[WHAT THE TASK ASKS] In the records below, rewrite the lines from the one containing "Readme: the locator spots each instance of the woman" through the one containing "Target: blue jeans", inclusive, as a JSON list of strings with one string per line and no blank lines. Leave the pictures out of the answer.

[Begin SUPPLIED RECORDS]

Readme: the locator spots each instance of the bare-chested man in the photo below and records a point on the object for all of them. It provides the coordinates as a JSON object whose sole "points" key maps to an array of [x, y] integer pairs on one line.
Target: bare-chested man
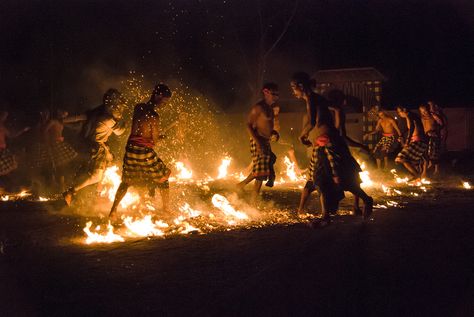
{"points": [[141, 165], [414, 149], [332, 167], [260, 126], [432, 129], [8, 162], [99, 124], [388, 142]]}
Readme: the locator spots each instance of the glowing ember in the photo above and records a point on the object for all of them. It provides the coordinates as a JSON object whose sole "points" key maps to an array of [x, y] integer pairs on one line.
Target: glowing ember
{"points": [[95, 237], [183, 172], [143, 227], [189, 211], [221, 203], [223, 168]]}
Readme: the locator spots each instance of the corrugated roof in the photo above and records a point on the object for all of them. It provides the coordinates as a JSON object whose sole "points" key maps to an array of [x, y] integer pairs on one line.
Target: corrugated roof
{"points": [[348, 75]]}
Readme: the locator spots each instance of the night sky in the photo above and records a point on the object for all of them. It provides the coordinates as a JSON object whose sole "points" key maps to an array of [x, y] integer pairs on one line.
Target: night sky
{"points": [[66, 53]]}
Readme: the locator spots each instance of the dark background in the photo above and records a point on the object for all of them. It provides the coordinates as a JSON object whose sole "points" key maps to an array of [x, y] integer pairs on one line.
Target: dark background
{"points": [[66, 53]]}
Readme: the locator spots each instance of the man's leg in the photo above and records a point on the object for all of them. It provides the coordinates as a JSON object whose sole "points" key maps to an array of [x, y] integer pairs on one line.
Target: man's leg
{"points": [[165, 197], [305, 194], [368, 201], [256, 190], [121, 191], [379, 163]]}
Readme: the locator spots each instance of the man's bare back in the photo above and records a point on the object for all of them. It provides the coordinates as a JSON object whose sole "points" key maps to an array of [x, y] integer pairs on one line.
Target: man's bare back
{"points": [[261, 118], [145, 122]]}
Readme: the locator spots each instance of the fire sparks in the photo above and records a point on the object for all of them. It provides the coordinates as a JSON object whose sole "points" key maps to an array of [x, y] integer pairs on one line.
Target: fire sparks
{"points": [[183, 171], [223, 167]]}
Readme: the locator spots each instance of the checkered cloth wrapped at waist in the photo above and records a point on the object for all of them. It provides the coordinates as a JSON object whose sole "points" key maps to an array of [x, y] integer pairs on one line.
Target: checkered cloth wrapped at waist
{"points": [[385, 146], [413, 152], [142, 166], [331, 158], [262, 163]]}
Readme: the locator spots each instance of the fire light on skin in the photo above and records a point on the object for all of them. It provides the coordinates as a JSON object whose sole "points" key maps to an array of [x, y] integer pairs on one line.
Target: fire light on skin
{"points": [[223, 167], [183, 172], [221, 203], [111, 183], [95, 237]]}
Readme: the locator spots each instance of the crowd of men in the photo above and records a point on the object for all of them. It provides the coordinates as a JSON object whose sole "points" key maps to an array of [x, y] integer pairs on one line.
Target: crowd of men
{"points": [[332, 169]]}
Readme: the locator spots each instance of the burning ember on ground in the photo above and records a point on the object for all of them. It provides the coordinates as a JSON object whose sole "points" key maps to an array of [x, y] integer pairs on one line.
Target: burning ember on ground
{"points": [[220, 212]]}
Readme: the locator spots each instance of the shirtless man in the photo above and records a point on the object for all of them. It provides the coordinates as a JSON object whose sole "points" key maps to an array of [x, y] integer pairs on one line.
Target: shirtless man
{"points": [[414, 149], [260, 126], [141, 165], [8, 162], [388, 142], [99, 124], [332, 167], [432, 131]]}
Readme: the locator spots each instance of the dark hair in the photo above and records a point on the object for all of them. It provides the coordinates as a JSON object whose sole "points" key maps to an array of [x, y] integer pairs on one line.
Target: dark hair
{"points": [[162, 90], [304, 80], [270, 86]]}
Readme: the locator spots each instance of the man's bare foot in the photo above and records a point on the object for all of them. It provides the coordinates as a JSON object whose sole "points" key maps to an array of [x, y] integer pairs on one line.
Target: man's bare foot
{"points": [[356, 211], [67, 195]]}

[End SUPPLIED RECORDS]
[Begin SUPPLIED RECORDS]

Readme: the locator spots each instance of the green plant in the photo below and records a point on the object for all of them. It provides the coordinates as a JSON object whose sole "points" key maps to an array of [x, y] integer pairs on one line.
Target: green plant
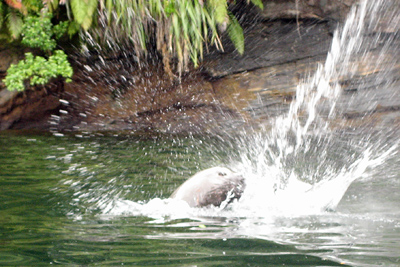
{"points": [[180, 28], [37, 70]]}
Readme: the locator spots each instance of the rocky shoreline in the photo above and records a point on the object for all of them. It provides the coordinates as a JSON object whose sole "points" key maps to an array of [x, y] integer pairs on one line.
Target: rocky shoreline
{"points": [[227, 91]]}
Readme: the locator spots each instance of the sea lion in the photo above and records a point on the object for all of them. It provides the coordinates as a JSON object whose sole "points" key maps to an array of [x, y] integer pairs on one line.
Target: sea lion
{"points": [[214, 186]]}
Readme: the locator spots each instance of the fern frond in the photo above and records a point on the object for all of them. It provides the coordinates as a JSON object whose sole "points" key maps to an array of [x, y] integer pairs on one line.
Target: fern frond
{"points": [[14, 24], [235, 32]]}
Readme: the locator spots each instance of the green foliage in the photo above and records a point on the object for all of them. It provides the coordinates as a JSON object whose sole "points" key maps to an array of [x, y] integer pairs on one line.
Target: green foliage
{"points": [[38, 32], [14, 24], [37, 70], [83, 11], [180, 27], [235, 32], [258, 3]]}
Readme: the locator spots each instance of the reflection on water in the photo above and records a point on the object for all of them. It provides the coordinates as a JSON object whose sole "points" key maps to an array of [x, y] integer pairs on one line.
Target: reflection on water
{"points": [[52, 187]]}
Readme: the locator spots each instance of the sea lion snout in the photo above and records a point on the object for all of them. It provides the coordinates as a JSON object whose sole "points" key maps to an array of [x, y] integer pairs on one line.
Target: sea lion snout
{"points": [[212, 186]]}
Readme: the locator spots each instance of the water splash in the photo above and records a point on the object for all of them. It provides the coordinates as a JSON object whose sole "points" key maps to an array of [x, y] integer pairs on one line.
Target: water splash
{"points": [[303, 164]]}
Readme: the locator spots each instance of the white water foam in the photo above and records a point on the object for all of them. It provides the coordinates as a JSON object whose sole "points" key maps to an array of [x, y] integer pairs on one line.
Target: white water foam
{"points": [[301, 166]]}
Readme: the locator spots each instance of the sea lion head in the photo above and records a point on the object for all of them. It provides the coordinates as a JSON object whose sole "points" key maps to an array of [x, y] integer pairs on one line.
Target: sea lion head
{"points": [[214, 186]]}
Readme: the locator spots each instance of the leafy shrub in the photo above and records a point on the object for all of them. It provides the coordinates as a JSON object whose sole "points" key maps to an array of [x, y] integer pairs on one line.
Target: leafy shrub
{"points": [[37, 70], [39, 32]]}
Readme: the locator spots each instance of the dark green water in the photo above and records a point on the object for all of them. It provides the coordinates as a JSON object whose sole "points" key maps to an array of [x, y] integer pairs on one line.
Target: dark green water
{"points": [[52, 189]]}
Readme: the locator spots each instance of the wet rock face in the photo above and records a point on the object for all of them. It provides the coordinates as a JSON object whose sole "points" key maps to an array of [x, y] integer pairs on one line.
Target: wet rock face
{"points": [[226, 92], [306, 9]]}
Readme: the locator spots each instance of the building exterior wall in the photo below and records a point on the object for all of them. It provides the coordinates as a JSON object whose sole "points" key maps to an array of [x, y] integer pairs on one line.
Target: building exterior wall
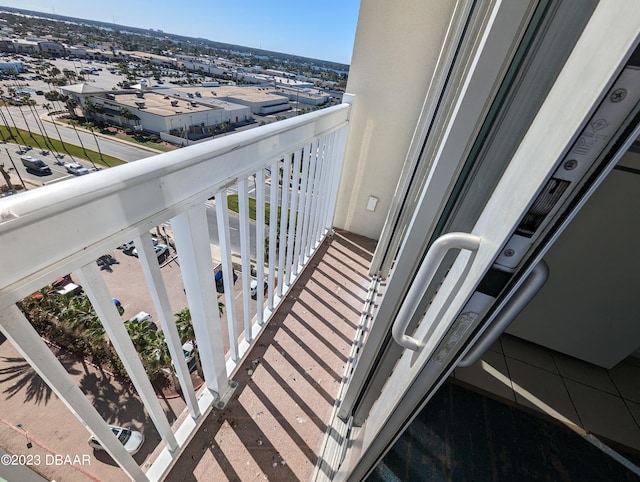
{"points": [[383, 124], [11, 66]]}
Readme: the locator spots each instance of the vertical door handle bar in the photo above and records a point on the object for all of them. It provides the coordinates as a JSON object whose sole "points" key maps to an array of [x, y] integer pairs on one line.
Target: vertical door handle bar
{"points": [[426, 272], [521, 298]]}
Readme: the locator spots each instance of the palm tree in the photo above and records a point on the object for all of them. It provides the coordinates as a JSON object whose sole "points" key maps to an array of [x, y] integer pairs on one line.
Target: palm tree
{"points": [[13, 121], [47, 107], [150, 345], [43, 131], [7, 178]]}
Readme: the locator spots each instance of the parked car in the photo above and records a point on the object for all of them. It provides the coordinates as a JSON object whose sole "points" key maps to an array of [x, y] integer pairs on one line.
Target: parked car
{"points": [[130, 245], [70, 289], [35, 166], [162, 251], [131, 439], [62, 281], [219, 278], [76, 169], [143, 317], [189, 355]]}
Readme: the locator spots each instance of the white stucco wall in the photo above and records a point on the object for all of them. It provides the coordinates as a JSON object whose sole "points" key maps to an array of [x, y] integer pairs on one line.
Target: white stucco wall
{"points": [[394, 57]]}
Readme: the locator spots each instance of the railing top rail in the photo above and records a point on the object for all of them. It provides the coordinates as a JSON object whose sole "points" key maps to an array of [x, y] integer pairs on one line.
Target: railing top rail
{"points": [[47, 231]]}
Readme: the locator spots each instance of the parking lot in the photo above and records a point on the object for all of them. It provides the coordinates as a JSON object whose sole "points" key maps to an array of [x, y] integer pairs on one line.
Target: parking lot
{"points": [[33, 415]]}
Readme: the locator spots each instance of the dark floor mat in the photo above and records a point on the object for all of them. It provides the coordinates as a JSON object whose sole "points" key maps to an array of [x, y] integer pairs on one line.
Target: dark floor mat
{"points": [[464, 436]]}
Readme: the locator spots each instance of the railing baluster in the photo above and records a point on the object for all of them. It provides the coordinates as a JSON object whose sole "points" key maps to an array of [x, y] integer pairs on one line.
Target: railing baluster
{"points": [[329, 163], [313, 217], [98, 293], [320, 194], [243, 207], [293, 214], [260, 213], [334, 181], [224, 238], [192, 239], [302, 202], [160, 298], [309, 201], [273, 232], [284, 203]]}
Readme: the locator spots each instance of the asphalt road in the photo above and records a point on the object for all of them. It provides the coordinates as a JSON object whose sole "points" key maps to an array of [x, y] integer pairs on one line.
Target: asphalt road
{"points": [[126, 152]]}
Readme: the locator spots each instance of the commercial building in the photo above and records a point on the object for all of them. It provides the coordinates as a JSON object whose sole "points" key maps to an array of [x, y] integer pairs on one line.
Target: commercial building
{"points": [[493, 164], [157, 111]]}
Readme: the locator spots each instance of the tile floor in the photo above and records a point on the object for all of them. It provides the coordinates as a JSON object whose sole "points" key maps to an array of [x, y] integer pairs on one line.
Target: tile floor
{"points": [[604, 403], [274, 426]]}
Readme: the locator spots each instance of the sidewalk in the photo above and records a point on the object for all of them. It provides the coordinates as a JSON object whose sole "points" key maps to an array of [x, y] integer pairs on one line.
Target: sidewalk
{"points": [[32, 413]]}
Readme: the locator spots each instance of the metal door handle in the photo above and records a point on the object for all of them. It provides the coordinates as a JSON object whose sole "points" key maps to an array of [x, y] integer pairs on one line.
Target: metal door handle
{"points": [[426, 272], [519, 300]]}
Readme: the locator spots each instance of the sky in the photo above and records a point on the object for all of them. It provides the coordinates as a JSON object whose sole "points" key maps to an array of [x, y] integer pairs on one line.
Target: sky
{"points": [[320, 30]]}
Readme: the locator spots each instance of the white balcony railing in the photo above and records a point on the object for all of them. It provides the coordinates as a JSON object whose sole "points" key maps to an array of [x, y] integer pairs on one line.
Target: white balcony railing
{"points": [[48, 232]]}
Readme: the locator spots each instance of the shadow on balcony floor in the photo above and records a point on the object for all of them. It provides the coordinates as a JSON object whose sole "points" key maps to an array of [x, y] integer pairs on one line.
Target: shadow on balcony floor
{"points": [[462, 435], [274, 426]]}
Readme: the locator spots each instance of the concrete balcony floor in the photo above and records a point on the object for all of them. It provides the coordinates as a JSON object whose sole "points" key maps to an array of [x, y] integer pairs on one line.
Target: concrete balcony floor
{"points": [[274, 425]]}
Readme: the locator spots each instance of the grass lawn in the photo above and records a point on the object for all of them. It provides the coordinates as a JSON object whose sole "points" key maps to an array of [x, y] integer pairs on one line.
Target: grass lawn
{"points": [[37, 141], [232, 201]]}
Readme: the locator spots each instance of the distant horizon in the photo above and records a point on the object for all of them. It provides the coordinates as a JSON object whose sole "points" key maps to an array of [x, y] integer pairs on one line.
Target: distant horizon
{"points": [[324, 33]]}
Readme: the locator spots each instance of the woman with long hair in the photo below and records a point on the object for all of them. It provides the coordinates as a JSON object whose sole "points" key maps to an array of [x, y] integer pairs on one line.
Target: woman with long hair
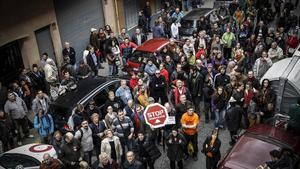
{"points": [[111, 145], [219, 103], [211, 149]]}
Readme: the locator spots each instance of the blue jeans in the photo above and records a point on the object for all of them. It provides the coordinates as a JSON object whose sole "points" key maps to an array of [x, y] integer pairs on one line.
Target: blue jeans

[End SUPPLIED RECORDS]

[THE COMPLETED TASK]
[
  "Readme: the locator spots each instance of the woman with long hair in the photo below and records a point on the object for all of them. It provides the coordinates as a JSON object whose sole \"points\" key maps to an array of [x, y] integer pairs on one line.",
  "Target: woman with long hair",
  "{\"points\": [[111, 145], [219, 103], [211, 149]]}",
  "Readme: the locator spots each instance of the blue jeans in the photo above and records a point on the object for all of them. It provides the coordinates as a JSON object whose sole \"points\" key maps to an array of [x, y] integer pairs on one line.",
  "Target: blue jeans"
]